PROVIDED TEXT
-----

Peter:

I am new to APL (~9 months). Most of my day-to-day work is sql/shell,
however I use APL for a couple things: 1.) as an ad-hoc calculator & 2.) a
symbolic notation that greatly simplifies complex mathematical calculations
in how I think about, remember, and approach them.

As for things I've built in APL, its been mostly toy projects. I built a
simple artificial neural net, however ran into difficulties when attempting
to generalize backpropagation
for arbitrary array sizes. I would like to complete this at some point.

Parallelizing APL was more of a curiosity, than an immediate need. I do not
plan to invest much energy into pursuing it at this time (especially in
light of Jürgen's explanation). To be honest I had watched a talk about cpu
caching in C++ and was interested in how that related to APL's handling of
arrays.

On Wed, Oct 16, 2019 at 9:53 PM Peter Teeson <peter.tee...@me.com> wrote:

> Hi Rowan:
>
> What classes of problems are you trying to solve that would benefit from
> parallel processing?

-----

INFORMATION SUPPLIED
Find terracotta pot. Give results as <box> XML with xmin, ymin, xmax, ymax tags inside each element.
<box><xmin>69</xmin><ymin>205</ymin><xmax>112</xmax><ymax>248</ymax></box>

-----

GIVEN TASK
Repeat the APL email above from "I am new to" up to and including "at some point.", swapping "neural net" for "neural network".

TASK OUTPUT
I am new to APL (~9 months). Most of my day-to-day work is sql/shell,
however I use APL for a couple things: 1.) as an ad-hoc calculator & 2.) a
symbolic notation that greatly simplifies complex mathematical calculations
in how I think about, remember, and approach them.

As for things I've built in APL, its been mostly toy projects. I built a
simple artificial neural network, however ran into difficulties when attempting
to generalize backpropagation
for arbitrary array sizes. I would like to complete this at some point.